Point-based annotation data:
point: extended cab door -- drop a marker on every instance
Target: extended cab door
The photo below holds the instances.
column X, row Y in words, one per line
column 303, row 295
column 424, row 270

* * *

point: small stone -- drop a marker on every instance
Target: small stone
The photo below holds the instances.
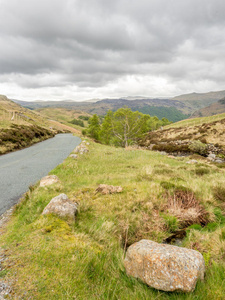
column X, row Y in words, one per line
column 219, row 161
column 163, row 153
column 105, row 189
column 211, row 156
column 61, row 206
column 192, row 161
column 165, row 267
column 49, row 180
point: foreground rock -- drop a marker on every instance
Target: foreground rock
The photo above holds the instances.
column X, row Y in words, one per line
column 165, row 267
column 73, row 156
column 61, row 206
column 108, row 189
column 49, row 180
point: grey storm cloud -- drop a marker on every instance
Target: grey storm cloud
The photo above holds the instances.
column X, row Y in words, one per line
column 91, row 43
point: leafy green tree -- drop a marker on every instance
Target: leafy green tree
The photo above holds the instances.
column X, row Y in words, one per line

--

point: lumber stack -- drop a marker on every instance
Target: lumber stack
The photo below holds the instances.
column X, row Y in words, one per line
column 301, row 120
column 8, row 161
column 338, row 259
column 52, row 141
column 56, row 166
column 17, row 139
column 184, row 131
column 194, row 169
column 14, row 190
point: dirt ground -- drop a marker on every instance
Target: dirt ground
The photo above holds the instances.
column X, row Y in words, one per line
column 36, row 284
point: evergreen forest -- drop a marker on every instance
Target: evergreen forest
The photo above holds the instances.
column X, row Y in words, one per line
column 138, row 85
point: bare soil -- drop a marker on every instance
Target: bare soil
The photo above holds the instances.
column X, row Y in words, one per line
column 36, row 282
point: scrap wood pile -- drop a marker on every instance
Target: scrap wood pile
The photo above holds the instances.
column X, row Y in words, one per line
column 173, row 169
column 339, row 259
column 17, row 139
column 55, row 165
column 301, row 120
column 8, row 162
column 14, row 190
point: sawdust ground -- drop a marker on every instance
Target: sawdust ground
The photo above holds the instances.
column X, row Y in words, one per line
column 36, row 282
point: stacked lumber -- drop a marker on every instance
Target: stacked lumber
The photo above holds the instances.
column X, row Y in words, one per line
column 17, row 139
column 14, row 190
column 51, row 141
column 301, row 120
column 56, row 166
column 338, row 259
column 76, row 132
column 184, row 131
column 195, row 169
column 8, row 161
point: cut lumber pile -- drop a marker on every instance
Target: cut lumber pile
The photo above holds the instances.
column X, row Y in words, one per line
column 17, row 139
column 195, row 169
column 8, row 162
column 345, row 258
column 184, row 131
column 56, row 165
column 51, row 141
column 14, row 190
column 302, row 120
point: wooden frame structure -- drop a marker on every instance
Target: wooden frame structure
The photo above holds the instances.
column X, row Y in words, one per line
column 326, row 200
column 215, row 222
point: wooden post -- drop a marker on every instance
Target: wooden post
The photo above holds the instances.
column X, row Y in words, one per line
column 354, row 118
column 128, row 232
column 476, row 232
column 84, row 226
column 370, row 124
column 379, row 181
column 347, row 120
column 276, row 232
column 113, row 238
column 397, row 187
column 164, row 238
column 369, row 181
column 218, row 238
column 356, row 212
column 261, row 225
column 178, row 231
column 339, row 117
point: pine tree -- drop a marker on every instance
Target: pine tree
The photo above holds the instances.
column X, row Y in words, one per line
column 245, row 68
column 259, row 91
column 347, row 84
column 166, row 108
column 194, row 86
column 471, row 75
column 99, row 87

* _Requirements_
How many lines of the items above contain the word "stacked", with case counting? Give only the number.

* _Solution to this exercise_
2